Task brief ▸
Look in the data below for the line that contains "Target: utility pole". Copy that line and the remaining lines exactly.
****
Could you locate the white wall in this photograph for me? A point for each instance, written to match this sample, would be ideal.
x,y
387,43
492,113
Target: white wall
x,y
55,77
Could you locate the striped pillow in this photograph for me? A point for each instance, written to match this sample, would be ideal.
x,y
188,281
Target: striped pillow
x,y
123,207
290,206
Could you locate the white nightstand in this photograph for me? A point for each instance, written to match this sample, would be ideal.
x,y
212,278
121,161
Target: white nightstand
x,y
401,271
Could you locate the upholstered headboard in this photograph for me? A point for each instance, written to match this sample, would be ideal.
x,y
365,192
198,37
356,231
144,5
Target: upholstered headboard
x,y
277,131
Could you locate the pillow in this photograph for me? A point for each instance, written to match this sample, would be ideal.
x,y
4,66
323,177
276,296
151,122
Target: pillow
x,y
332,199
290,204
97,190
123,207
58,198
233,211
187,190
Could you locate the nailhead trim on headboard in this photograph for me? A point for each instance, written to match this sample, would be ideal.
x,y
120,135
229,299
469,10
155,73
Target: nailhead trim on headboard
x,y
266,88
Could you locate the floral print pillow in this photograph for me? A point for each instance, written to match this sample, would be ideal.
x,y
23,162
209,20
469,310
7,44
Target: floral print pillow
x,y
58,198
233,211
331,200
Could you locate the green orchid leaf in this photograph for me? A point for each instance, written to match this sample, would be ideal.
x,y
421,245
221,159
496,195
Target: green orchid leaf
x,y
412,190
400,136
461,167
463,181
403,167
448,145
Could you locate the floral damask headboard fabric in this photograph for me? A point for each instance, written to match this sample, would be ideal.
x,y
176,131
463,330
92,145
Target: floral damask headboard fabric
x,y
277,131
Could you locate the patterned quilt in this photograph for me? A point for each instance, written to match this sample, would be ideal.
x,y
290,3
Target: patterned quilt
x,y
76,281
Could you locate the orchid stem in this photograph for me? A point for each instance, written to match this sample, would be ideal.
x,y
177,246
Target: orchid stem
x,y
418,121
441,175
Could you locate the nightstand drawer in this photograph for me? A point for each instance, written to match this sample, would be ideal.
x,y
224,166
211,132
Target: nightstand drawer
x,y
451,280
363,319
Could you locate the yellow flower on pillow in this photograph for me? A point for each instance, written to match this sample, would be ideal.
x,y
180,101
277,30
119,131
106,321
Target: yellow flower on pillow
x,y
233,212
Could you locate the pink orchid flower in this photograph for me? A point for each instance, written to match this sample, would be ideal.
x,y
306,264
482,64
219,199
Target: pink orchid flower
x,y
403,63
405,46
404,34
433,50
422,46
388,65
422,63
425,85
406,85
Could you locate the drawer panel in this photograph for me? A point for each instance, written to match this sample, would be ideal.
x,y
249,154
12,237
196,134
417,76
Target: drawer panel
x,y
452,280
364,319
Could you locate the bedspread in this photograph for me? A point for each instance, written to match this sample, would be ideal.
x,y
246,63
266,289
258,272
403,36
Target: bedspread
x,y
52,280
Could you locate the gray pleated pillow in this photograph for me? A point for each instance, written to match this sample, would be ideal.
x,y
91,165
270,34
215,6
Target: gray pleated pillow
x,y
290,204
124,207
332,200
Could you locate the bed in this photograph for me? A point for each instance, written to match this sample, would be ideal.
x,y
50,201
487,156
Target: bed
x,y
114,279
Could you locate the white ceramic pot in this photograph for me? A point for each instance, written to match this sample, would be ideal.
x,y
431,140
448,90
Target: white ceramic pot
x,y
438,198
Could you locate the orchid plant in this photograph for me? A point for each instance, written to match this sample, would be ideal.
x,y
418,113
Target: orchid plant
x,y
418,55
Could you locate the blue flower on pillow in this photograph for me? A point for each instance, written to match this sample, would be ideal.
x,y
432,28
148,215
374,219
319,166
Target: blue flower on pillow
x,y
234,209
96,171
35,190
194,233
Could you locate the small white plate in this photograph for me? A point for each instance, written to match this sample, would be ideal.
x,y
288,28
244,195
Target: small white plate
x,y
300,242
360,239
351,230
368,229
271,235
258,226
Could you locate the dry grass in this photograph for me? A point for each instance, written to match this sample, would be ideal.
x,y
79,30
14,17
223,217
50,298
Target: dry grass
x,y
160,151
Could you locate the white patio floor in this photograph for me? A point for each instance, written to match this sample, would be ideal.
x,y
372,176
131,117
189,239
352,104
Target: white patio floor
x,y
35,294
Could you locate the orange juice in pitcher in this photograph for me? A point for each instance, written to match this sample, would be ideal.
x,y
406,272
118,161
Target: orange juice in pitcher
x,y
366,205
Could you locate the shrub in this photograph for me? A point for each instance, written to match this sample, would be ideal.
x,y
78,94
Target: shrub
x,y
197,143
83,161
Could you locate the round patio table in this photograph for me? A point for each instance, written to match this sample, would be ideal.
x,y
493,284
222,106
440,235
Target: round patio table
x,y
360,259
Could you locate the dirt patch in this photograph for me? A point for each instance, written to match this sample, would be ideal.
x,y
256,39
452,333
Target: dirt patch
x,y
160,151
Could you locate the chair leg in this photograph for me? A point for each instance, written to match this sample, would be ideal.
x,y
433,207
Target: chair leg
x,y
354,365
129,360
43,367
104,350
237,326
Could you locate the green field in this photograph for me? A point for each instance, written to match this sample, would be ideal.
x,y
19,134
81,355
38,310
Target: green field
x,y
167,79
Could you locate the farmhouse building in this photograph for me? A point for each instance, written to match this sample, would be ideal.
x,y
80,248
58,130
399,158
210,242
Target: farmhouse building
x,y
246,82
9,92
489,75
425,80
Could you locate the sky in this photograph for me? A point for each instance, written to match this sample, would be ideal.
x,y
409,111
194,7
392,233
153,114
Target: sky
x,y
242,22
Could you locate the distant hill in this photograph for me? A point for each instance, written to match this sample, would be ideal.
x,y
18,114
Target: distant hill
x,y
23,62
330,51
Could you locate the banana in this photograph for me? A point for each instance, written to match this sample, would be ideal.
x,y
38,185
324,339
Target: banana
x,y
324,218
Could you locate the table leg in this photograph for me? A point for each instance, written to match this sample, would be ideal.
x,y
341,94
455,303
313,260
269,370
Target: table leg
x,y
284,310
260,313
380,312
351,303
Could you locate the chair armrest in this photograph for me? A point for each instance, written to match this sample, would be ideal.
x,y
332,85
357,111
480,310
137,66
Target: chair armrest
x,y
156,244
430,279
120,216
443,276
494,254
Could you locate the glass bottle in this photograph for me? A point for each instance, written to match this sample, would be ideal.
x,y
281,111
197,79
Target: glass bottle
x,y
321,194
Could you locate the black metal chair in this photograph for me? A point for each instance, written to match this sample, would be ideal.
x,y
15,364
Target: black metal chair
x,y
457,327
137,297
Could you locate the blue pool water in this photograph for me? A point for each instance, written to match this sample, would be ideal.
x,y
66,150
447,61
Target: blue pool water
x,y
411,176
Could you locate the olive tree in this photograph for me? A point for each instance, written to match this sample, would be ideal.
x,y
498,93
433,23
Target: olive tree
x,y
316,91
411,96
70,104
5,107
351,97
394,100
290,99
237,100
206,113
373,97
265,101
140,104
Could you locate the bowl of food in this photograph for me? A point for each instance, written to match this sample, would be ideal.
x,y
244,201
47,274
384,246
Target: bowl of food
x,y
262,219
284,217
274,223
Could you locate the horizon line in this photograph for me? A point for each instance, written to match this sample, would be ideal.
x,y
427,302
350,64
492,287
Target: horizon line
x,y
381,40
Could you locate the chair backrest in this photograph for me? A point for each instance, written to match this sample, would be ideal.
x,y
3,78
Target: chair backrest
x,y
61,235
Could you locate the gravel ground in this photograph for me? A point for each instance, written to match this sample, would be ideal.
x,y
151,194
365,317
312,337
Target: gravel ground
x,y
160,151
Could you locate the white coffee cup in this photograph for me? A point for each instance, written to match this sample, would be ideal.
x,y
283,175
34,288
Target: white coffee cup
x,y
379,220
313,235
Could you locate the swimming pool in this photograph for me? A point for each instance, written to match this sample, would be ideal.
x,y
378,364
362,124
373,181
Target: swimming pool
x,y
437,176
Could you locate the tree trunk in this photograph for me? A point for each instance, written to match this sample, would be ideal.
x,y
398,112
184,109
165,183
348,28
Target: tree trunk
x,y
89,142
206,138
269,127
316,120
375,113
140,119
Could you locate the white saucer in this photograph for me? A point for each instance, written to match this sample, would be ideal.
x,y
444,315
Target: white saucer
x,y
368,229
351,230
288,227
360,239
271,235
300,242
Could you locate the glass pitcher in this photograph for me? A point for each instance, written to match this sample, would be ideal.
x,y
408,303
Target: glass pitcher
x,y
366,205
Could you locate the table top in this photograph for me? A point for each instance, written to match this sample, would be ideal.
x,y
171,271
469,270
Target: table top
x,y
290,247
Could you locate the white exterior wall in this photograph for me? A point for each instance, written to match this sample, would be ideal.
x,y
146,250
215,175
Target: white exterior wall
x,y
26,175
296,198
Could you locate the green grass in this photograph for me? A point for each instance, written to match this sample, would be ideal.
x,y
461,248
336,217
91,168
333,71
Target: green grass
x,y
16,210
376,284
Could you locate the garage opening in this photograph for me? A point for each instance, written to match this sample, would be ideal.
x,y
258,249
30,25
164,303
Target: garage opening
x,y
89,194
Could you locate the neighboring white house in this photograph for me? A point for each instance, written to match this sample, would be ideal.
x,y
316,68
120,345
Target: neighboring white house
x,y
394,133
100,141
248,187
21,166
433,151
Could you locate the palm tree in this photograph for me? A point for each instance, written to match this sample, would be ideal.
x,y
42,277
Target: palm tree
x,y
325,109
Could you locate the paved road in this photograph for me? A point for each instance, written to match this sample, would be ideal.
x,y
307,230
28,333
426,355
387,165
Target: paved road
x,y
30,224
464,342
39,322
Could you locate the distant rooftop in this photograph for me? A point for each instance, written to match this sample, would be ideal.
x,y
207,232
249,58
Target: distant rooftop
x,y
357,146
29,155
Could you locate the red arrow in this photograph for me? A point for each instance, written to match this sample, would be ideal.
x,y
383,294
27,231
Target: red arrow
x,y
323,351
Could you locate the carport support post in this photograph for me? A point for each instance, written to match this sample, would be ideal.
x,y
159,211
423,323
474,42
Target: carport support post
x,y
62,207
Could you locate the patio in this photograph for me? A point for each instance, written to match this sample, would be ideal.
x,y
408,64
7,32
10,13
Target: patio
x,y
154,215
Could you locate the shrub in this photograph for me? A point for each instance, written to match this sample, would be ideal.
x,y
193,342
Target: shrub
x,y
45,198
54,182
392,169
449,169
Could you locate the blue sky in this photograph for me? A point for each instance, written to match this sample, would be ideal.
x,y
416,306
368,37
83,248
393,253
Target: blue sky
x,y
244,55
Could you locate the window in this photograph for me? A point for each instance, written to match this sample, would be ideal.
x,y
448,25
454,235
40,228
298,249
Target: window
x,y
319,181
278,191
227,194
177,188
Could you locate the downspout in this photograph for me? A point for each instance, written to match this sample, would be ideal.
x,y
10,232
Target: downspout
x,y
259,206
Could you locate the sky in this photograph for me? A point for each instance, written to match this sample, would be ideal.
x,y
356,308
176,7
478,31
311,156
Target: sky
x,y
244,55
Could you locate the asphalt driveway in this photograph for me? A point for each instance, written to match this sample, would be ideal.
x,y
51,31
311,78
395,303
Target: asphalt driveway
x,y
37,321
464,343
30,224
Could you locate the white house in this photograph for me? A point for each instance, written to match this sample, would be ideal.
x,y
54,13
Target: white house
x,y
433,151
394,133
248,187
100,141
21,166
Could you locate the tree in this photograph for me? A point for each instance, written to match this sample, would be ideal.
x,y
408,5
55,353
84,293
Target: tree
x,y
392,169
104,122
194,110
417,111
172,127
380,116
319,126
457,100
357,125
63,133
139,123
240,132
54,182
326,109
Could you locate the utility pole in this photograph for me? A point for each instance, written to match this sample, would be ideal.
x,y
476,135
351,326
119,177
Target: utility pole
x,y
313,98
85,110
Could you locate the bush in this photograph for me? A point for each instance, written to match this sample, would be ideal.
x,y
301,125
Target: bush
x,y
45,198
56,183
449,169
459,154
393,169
****
Completed task ▸
Target: utility pole
x,y
313,98
85,110
Could you locate the bush in this photograph for me? A point for each instance, written to match this sample, would be ideal.
x,y
301,125
Target: bush
x,y
45,198
56,183
449,169
459,154
393,169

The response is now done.